▶ _EXCERPTED RECORDS_
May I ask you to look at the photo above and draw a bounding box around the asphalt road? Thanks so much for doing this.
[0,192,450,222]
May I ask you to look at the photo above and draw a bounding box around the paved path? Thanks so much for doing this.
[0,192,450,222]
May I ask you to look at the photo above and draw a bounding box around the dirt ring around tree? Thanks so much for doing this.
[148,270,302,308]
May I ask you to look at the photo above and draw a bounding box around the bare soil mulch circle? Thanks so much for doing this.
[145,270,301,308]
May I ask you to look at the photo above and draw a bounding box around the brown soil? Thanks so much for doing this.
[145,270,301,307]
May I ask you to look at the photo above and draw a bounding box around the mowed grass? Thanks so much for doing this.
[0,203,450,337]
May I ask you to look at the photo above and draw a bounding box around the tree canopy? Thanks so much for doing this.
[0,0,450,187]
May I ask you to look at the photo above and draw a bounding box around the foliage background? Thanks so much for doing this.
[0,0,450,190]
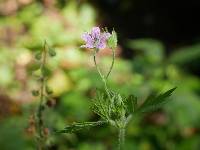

▶ _EXERCISE BRIEF_
Convert every row above into a numbered list with one line per item, skipping blank lines and omitting the picture.

▶ _RESPONSE_
1. May I ask you to look at the photo above and draw a bounding box around the asphalt road? Thanks so much for doing this.
2. [0,192,450,222]
3. May I ask you to look at the photo above and draw a bounding box around the paved path? Thanks so much for doing this.
4. [0,192,450,222]
5. May I ask you to look at the photo above and draw a bounding box around the dirt ring around tree? Thanks so much for doing this.
6. [148,270,302,308]
7. May I ask you to look at the photo above and draw a bounding box around the bare soil mulch circle? Thanks so much for doing this.
8. [145,270,301,308]
9. May I ask you to look at the photo above and draw a bounding box around the brown soil? Thanks so much for doing this.
10. [145,270,301,307]
11. May I ask you to look at the photo above and draw a bounding box around the mowed grass? Thanks so much for doing this.
12. [0,203,450,337]
13. May I ask you to look at the photo above and draw a bounding box around the tree canopy? Thanks so much for doing this.
14. [0,0,450,187]
15. May I ask you to look at the photo above and draw a bounding box around the foliage background? Thanks so much for doing this.
16. [0,0,450,190]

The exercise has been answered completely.